*TEXT EXCERPT*:
^^^^^^^^^^^^^^^^
Department of Sociology and Business Law

Academic discipline: SPS/10 Urban and Environmental Sociology

Research

Keywords: low-carbon transition sustainable urban development urban resilience

1. Transition to a low-carbon society, with particular attention to urban systems

In the perspective of social practices, sustainable transition takes place through those (uncontrollable) processes that characterize the birth, reproduction and disappearance of sustainable patterns of everyday life and do not necessarily follow defined trajectories (top-down or bottom-up).

Empirical research in this field concerns:

- social practices of daily life that contribute to the creation of shared spaces capable of gathering the commitment of heterogeneous identities and to promote the construction of environmentally-oriented lifestyles and local systems

- Urban processes of spatial appropriation and transformation, even in a sustainable way, through the approach of social practices. The framework in which reasoning takes shape, the city, is to be seen in an ecological perspective that recognizes the urban system as a living entity in which transformations represent regenerative metabolic processes of a living urban body.
^^^^^^^^^^^^^^^^
*TO BE DONE*:
Answer these questions using the research description above.
(a) Which academic discipline does it list?
(b) Which two kinds of defined trajectories does sustainable transition not necessarily follow?
(c) In what kind of perspective is the city to be seen?
^^^^^^^^^^^^^^^^
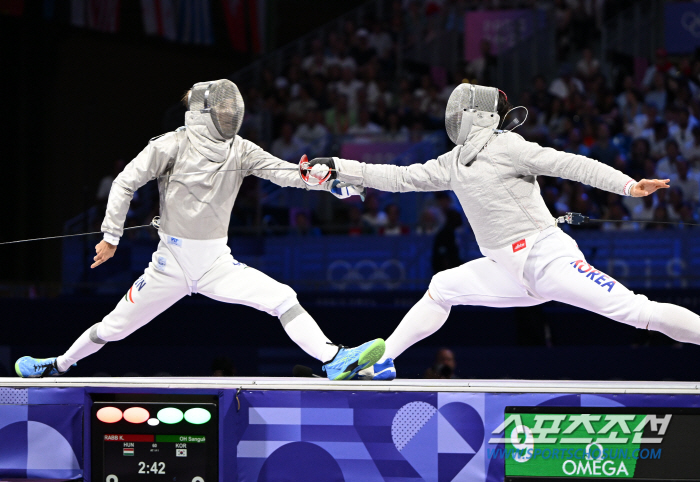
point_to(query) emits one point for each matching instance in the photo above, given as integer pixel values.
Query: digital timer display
(181, 457)
(164, 440)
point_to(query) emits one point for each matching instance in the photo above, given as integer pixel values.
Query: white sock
(676, 322)
(304, 331)
(82, 347)
(425, 318)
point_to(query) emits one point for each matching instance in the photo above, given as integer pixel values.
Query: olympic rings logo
(691, 22)
(366, 274)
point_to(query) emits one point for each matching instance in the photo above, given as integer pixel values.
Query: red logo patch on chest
(518, 245)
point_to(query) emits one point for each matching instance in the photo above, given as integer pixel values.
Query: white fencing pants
(182, 267)
(555, 269)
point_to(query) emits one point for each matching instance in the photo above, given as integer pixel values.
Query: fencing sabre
(577, 218)
(303, 169)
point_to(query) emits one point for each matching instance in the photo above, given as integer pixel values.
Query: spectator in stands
(565, 84)
(588, 66)
(394, 130)
(691, 149)
(430, 221)
(365, 128)
(315, 64)
(540, 98)
(393, 226)
(687, 183)
(683, 130)
(574, 144)
(380, 40)
(639, 154)
(356, 224)
(481, 67)
(644, 211)
(287, 146)
(300, 105)
(604, 150)
(666, 167)
(687, 216)
(362, 52)
(657, 94)
(660, 217)
(445, 247)
(675, 203)
(661, 65)
(616, 212)
(302, 225)
(657, 140)
(443, 367)
(340, 117)
(222, 366)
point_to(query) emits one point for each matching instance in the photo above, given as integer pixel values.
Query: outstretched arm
(282, 173)
(533, 160)
(431, 176)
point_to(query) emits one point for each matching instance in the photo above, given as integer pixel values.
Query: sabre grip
(327, 162)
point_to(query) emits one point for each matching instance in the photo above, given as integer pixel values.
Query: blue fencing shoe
(28, 367)
(378, 371)
(348, 361)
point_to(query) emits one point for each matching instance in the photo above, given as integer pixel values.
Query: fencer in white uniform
(527, 259)
(199, 168)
^^^^^^^^^^^^^^^^
*RESULT FOR THIS TASK*:
(a) SPS/10 Urban and Environmental Sociology
(b) Top-down and bottom-up
(c) An ecological perspective